## Task objective
Please turn the rows below into a numbered list, leaving out any blank lines.

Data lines

+---+

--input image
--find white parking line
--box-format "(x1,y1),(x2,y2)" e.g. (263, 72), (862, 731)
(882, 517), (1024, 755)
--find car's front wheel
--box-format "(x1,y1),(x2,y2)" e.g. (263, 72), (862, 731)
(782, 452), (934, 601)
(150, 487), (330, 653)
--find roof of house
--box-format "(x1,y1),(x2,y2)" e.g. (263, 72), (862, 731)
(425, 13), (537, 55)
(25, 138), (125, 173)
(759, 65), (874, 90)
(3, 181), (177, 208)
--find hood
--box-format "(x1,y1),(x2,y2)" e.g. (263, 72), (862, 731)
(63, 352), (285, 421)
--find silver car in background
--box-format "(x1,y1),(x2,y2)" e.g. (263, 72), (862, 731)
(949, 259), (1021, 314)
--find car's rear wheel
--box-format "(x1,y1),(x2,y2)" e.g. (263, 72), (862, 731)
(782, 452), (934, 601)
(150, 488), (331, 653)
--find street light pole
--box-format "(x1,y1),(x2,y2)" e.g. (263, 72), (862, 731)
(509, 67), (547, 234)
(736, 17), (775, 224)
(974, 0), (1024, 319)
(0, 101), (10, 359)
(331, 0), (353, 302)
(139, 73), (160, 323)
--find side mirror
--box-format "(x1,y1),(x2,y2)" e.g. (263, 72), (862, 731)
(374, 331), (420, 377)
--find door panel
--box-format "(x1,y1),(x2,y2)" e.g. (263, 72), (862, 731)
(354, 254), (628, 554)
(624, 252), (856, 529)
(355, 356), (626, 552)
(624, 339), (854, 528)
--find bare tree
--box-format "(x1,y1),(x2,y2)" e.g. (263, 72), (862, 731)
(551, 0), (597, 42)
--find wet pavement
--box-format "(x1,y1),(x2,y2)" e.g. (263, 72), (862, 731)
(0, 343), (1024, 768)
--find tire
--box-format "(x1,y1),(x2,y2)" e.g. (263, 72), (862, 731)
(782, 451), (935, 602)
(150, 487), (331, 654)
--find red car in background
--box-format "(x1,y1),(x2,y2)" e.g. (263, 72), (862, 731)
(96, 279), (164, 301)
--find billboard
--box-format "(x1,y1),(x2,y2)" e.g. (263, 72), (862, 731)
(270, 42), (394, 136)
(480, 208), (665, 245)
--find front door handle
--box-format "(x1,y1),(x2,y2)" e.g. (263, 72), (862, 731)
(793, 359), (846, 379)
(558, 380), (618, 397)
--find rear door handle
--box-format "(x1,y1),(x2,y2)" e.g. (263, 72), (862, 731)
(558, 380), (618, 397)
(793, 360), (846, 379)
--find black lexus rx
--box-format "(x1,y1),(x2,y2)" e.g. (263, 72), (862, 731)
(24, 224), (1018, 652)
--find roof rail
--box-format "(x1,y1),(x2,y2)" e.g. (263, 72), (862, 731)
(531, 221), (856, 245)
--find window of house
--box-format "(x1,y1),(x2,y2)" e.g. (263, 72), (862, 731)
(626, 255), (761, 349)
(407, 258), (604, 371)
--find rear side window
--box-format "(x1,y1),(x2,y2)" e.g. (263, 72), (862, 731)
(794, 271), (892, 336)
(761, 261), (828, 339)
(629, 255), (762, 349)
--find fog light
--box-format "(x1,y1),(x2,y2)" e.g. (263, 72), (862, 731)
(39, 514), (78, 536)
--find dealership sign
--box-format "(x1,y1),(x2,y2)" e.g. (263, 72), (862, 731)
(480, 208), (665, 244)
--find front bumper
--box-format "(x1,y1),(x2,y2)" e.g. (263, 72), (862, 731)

+---+

## Output below
1. --input image
2. --find white parking line
3. --box-format "(x1,y1),(x2,y2)" e.g. (263, 72), (862, 731)
4. (882, 517), (1024, 755)
5. --find car's front wheel
6. --box-format "(x1,y1),(x2,y2)" e.g. (263, 72), (862, 731)
7. (782, 452), (934, 601)
8. (150, 487), (330, 653)
9. --find roof of house
10. --box-format "(x1,y1),(x2,y2)" e.g. (263, 72), (862, 731)
11. (425, 13), (537, 55)
12. (25, 138), (125, 173)
13. (759, 65), (874, 90)
14. (3, 181), (177, 208)
15. --find hood
16. --box-format "(x1,y1),(x2,y2)" e.g. (263, 72), (862, 731)
17. (63, 352), (285, 421)
18. --find silver car in background
19. --box-format "(x1,y1),(x2,y2)" e.g. (263, 72), (862, 731)
20. (949, 259), (1021, 314)
21. --find car's rear wheel
22. --box-format "(x1,y1),(x2,y2)" e.g. (263, 72), (862, 731)
23. (782, 452), (934, 601)
24. (150, 488), (331, 653)
25. --find street light pole
26. --box-format "(x1,y1),(x2,y2)" e.g. (263, 72), (862, 731)
27. (509, 67), (547, 234)
28. (736, 17), (775, 224)
29. (974, 0), (1024, 319)
30. (0, 101), (10, 359)
31. (331, 0), (353, 302)
32. (139, 73), (160, 323)
33. --find side mirror
34. --box-format "(x1,y1),(x2,y2)" e.g. (263, 72), (862, 731)
35. (374, 331), (420, 377)
36. --find door panel
37. --box-format "(x1,y1),(x2,y2)" e.g. (263, 72), (862, 731)
38. (354, 254), (628, 554)
39. (624, 252), (856, 529)
40. (355, 356), (626, 552)
41. (624, 339), (854, 528)
42. --find bare tree
43. --box-format "(x1,y1),(x2,y2)" e.g. (263, 72), (862, 731)
44. (551, 0), (597, 42)
45. --find wet pavement
46. --box-format "(x1,y1),(x2,y2)" e.g. (263, 72), (862, 731)
47. (0, 343), (1024, 768)
48. --find tire
49. --box-format "(x1,y1),(x2,y2)" e.g. (263, 72), (862, 731)
50. (782, 451), (935, 602)
51. (150, 487), (331, 654)
52. --find red car in background
53. --box-format "(x1,y1),(x2,y2)" e.g. (263, 72), (862, 731)
54. (96, 279), (164, 301)
55. --find billboard
56. --box-format "(x1,y1),(x2,y2)" e.g. (263, 72), (862, 731)
57. (270, 42), (394, 136)
58. (480, 208), (665, 245)
59. --find front door handle
60. --box-format "(x1,y1),(x2,y2)" e.g. (263, 72), (862, 731)
61. (793, 359), (846, 379)
62. (558, 380), (618, 397)
63. --find rear door handle
64. --box-format "(x1,y1),(x2,y2)" e.g. (263, 72), (862, 731)
65. (558, 380), (618, 397)
66. (793, 360), (846, 379)
67. --find black lexus rx
68. --box-format "(x1,y1),(x2,y2)" e.g. (263, 72), (862, 731)
69. (24, 224), (1018, 652)
70. --find roof rail
71. --box-format "(x1,y1),(x2,y2)" e.g. (263, 72), (862, 731)
72. (531, 221), (856, 245)
73. --find window of house
74. --box-format "(x1,y1),(x2,y2)" e.g. (263, 72), (862, 731)
75. (626, 255), (761, 349)
76. (407, 258), (604, 371)
77. --find rear side window
78. --box-format "(x1,y1),(x2,y2)" e.g. (263, 72), (862, 731)
79. (794, 271), (892, 336)
80. (761, 261), (828, 339)
81. (629, 255), (762, 349)
82. --find fog light
83. --box-format "(x1,y1),(x2,y2)" e.g. (263, 72), (862, 731)
84. (39, 514), (78, 536)
85. --find dealership sign
86. --box-format "(x1,y1),(x2,y2)" e.g. (263, 72), (862, 731)
87. (480, 208), (665, 244)
88. --find front bumper
89. --box-format "(x1,y1),(x2,y2)" e.g. (263, 72), (862, 731)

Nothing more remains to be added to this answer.